__EXERCISE PROMPT__.
For the copy, please give all of the data again exactly and leave the pictures out.

__THE RECORDS__.
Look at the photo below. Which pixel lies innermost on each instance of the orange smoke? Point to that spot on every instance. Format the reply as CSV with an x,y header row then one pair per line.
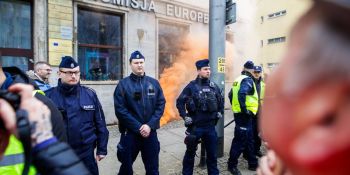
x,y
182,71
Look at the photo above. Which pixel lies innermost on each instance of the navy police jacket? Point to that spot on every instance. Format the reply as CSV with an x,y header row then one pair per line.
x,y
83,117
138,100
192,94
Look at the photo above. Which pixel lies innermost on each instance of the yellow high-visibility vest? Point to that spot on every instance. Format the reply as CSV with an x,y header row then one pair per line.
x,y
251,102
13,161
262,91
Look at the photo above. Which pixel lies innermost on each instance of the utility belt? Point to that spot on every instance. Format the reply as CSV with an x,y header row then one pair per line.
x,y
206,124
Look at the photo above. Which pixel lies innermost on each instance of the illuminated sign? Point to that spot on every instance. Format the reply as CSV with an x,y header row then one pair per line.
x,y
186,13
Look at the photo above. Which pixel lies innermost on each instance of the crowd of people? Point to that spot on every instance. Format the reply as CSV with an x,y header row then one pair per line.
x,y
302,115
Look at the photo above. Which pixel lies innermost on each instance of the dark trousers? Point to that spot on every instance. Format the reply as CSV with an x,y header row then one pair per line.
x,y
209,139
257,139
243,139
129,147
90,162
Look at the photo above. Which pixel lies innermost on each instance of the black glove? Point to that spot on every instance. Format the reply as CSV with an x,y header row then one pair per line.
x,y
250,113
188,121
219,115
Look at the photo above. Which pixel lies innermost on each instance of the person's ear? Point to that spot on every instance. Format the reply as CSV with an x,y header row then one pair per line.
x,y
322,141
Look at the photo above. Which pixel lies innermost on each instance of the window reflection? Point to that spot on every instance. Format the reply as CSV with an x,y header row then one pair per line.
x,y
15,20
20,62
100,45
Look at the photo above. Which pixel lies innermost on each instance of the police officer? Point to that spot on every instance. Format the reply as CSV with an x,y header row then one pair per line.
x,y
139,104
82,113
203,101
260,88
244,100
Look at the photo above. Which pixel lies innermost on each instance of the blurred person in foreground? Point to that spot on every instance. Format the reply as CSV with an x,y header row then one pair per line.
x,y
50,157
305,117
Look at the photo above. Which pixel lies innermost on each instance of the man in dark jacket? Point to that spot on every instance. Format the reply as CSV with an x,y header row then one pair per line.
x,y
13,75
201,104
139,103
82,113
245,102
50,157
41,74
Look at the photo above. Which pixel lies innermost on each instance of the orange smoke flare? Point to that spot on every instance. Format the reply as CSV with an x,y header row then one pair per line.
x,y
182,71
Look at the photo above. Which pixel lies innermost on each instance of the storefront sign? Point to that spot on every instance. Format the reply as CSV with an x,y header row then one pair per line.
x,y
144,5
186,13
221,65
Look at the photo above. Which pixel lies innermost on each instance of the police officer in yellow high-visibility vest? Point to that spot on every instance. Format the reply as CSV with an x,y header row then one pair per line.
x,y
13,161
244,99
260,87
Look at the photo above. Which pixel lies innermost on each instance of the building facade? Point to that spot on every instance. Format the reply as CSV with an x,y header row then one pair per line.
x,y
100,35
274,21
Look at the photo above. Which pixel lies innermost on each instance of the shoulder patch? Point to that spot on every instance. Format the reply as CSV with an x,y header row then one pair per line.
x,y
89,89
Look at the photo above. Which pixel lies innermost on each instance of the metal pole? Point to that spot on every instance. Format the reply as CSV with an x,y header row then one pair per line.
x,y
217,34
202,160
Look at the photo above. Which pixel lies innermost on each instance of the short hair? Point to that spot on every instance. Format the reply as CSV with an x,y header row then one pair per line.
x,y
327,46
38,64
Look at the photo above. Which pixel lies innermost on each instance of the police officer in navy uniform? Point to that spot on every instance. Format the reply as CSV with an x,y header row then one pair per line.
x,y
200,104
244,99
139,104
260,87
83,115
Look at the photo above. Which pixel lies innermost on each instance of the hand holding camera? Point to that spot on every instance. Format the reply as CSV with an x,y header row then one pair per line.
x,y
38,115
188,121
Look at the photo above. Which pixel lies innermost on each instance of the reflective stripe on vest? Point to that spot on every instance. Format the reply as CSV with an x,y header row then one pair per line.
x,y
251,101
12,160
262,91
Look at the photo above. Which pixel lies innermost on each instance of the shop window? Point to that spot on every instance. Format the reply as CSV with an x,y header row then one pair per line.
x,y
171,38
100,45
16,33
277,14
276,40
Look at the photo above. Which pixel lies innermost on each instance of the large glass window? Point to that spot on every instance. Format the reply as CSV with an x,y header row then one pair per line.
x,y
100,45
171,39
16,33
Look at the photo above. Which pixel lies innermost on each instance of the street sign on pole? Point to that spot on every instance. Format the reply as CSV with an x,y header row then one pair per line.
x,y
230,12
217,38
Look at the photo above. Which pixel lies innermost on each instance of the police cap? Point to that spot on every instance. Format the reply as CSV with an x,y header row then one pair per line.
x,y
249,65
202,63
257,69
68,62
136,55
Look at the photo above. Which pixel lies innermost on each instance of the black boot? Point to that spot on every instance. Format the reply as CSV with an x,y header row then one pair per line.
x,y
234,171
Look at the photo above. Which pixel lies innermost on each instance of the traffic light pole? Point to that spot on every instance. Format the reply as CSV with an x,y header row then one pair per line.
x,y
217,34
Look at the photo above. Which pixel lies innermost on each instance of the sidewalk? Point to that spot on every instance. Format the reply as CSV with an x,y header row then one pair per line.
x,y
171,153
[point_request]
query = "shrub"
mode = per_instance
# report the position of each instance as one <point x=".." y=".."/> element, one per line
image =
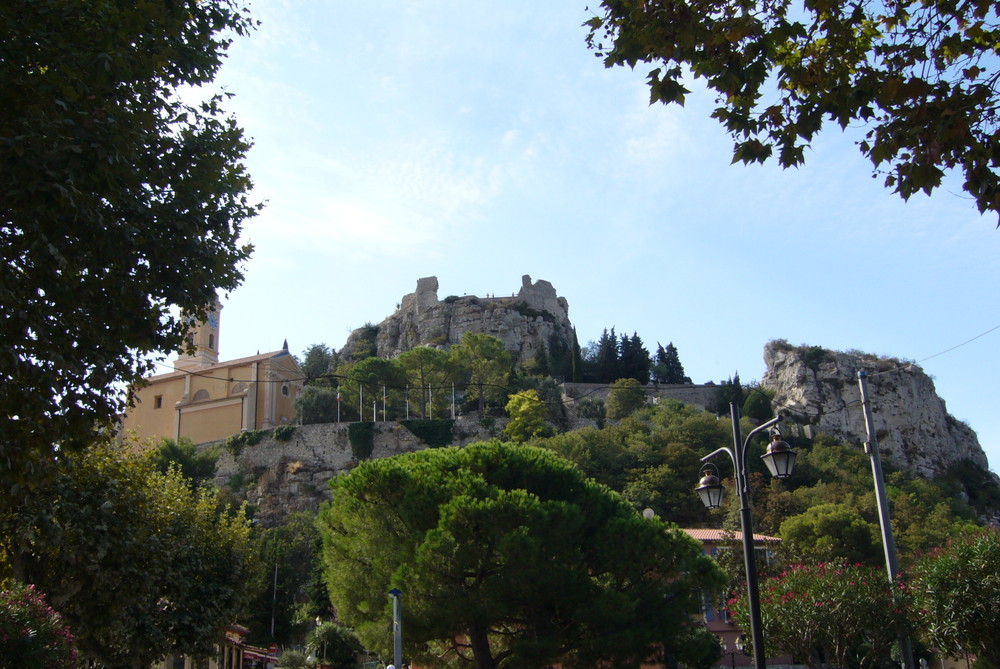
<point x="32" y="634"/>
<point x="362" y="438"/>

__RESULT OF THIS TASK__.
Look at the photo below. Which pixel lies innermost on each instance of the orange smoke? Point to that spot on every instance. Format the reply as CSV with an x,y header row then one pair per line.
x,y
182,71
Look at the photo above. Which pixel lies innermost on each instance of the navy police jacket? Point to that spot on every instance. Format the reply as CSV with an x,y header row then one pair per line.
x,y
83,117
138,100
192,94
Look at the photo above. Which pixel lies innermost on each instance of the yellow high-visibility vest? Point to that spot on every instance. Format the reply as CSV with an x,y header row then one pair per line.
x,y
251,102
13,161
262,91
Look at the photo above. Which pixel lies innermost on each instance of the utility belt? Point to that spot on every instance. Format the reply as CSV with an x,y header row then one pair per line.
x,y
206,124
Look at the photo above. Which pixel lies innermost on each instance of the illuminated sign? Point to that spot on every instance. Format the reply as CSV with an x,y header row then one pair per line.
x,y
186,13
Look at the photo above. Which pixel lies innermost on each instance of the crowd of people? Point to that spot on every instance. Format the reply as CSV with an x,y header row then one pair per line.
x,y
302,115
Look at the photo above. Which pixel lies innermost on each instance of the dark trousers? Point to that spot on every instance. Format the reply as CSV with an x,y header row then one pair per line.
x,y
209,139
257,139
243,139
129,147
90,162
Look at the photo above. Which pixel lies innermost on each instance of the black glove? Point to that spot on every instance. Format the reply as CSV with an x,y header row then one pair per line.
x,y
250,113
188,121
219,115
Look at the photo above. Which pixel lies innermost on each instance of the person's ear? Point to that spot on every instance. Format the reply as CSV with an x,y header row then one pair per line.
x,y
322,141
Look at the photo above. Which pixel lies innermost on each instance of the window reflection? Point to that spot on every instance. Format the reply as CSV with an x,y header row then one pair per line.
x,y
15,20
20,62
100,45
Look at the photo above. Which pixel lies innermost on each instance of the police officer? Point to that spot on every instance. Format the reply as CSV with an x,y header row then one pair per line.
x,y
139,104
82,113
203,101
260,88
244,100
Look at the photo above. Which pixel lies innermost on each instance of the blurred person in foreground? Point to that spot on every instance. Format the reply as CSV with an x,y header row then one pair per line.
x,y
50,157
305,117
Look at the photo above. Which pixel lies innermost on each instance of the man in dark jacket? Point to that spot on every instance. Format the reply as CSV with an x,y header row then one pair per line.
x,y
13,75
201,104
139,103
82,113
245,102
50,157
41,74
Look at the photo above. Which pixel lies innermost on each instance of the orange smoke flare? Point to that spot on every instance. Format the reply as CSV with an x,y header row then one pair per line.
x,y
182,71
Look at the photo above. Which pixel lies innermost on each instance of the storefront sign? Point to that spot on every instance. Format the reply as CSV with an x,y header row then one pair per line.
x,y
144,5
186,13
221,65
Look at the photo above. Which pixel lies innermost on each instance of the police officer in yellow high-visibility vest? Point to that spot on every instance. Format the reply as CSV with an x,y header row then one pair per line.
x,y
13,161
244,99
260,87
Look at the photo above. Which pixel lies innermost on each instance of the building facade? Point to that spot on every instance. Format the reply as CSV with an x,y header row then one pair per line.
x,y
100,35
274,21
Look at the photo above. Which pixel lies innermost on each instance of the shoulder patch? Point to that spot on every instance. Format the reply as CSV with an x,y header row then one pair per line.
x,y
89,89
Look at the photo above. Which pixel lies innermost on each instance of the metal pole? Point to that spot on every instance. Format the reply as CSV with an x,y header row then one pair per line.
x,y
217,34
202,160
Look at the photo above. Which pixel lies innermost on each instance of the short hair? Point to that spot on every instance. Format the reply as CSV with an x,y header row then one pair per line.
x,y
327,46
38,64
Look at the photo above. Which pixel lies innermost on each instance of the police officer in navy uniform? Point to that spot on every instance. Format the reply as CSV with an x,y header row then one pair per line.
x,y
200,104
244,99
139,104
260,87
83,115
Look at the photo above. Which pixel lies innermost on each instance of the hand holding camera? Point to that spot on every instance. Format the reply as CSV with an x,y header row then one pair per line.
x,y
38,115
188,121
Look at the photo above. Which pixel lies innermost on each instance of the reflective stripe on vest? Point to that spot on every instance. Format the reply as CSV with an x,y header row then one pair per line.
x,y
251,101
12,160
262,91
Look at the photo above. Which pixel lies innermost on each instance of the shop window? Point to that spot on every instance. Format the reply as CSV with an x,y header row then one pair per line.
x,y
171,38
100,45
16,33
277,14
276,40
Look at the photo above. Which pixel lies innermost on each instance of the large glass window? Point to that spot on every instance. Format the reply as CSV with an x,y header row then one pair per line.
x,y
100,45
171,39
16,33
Look at the photo above. Which pixel lies innermost on each instance of the street sign on pole? Point to that spot on every instance. Format the reply as CSV with an x,y header row then one pair per line.
x,y
230,12
217,38
Look at the photo above. Which pixel lies innermost on each instance of the police cap? Point to that spot on every instance. Format the reply as CSV with an x,y header row then one pair per line.
x,y
249,65
202,63
257,69
68,62
136,55
Look at the photo above. Which pixel lies innermost on each instance of the black boot? Point to that spot on every instance. Format the reply as CSV with an x,y header row then one pair per line.
x,y
234,171
Look at the photo above. Which pixel lies innermost on each instance of the traffic light pole? Point to that spot on every instance. Format the reply as CSV with an x,y header row then one pair per line.
x,y
217,34
Look at the photo above. Which pixel lies innermost on each instance of the sidewalk? Point to that spot on every instance. Format the reply as CSV with an x,y header row then one pair per line.
x,y
171,153
[point_request]
query = "shrub"
mode = per_instance
# report the position of each instance as one <point x=".." y=".."/> element, one per line
image =
<point x="32" y="634"/>
<point x="362" y="438"/>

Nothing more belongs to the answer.